• Consignes et exigences:
Dans l'extrait sur la persécution sous Domitien, de qui Domitille est-elle présentée comme la nièce ?

• Extrait:
De la mort des persécuteurs de l’Église/Dissertation/2.2

Traduction par Abbé Godescard.
Chanoine de Ram (p. 53-54).

2. persécution sous domitien.

Après la mort de Néron, l’Église respira un peu et demeura tranquille durant les troubles qui agitèrent l’empire ; mais, Domitien étant monté sur le trône, la persécution reprit de nouvelles forces. « Car cet empereur, dit Eusèbe[1], fit gloire d’être le successeur de Néron, dans son impiété et dans la guerre sacrilége que ce détestable prince avait faite à Dieu. » Dodwel ne peut se défendre d’admettre cette persécution, mais il l’abrège le plus qu’il peut. Selon lui, à peine a-t-elle duré un an ; il veut de plus qu’elle ait été fort modérée, qu’on n’y ait point répandu de sang, qu’on n’y ait vu ni supplices, ni tortures. Il prétend prouver son peu de durée, par un argument invincible, tiré de Brutius, rapporté par Eusèbe[2], qui raconte que Domitille, nièce du consul Flavius Clémens, fut envoyée en exil avec d’autres chrétiens, l’année du consulat de son oncle, et la quinzième du règne de Domitien. Or, ce prince entra au mois de septembre dans la quinzième année de son empire et de sa charge de tribun, et au même mois de l’année suivante il fut tué, après avoir fait cesser la persécution, ainsi que l’assure Tertullien : donc, selon Dodwel, on ne peut étendre la persécution au-delà d’une année. Voici les paroles de ce Père, dans son apologétique. Domitien, qui avait une portion de l’âme de Néron, avait voulu d’abord faire quelques essais de cruauté ; mais il ne continua pas, et ayant rappelé ceux qu’il avait exilés… » Dodwel conclut de ce passage que Domitien eut à la vérité quelque dessein de former une persécution, mais qu’il ne fit que l’ébaucher ; qu’il voulut être cruel, mais qu’il ne le fut pas en effet ; qu’il se contenta de reléguer ceux qui confessèrent Jésus-Christ, sans répandre leur sang ni leur ôter la vie ; et si l’on en veut croire cet apologiste des tyrans, les monuments de l’Église les plus certains ne peuvent nous fournir, durant ce petit intervalle, que des noms de chrétiens exilés.

• Données enregistrées:
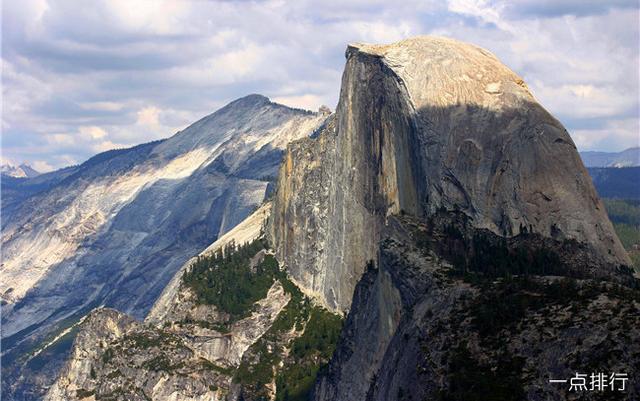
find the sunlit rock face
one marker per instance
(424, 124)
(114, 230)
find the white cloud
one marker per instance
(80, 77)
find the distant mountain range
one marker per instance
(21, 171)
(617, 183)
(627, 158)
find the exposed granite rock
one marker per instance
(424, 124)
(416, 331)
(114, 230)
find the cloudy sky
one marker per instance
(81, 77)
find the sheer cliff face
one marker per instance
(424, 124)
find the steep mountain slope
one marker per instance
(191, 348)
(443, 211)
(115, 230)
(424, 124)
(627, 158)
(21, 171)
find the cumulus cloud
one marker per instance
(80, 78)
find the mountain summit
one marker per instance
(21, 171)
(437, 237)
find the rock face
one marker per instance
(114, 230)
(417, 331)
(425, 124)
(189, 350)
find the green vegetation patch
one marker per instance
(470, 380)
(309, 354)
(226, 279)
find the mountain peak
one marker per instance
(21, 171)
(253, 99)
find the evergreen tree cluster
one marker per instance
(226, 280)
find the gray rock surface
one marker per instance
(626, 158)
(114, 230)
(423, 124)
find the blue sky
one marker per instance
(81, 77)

--

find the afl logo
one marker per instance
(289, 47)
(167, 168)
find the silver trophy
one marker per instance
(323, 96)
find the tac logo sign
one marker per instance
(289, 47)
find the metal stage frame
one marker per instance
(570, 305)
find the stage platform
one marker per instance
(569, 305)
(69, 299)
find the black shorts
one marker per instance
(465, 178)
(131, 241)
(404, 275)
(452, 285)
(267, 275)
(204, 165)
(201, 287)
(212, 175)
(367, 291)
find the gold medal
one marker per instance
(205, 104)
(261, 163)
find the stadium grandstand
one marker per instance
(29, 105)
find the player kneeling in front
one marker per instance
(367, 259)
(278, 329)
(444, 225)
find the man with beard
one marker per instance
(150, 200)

---

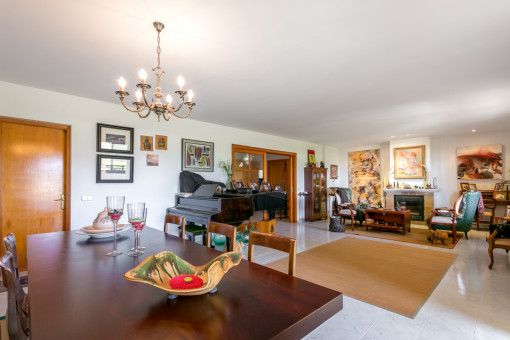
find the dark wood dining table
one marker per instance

• Réponse:
Domitille est la nièce du consul Flavius Clémens.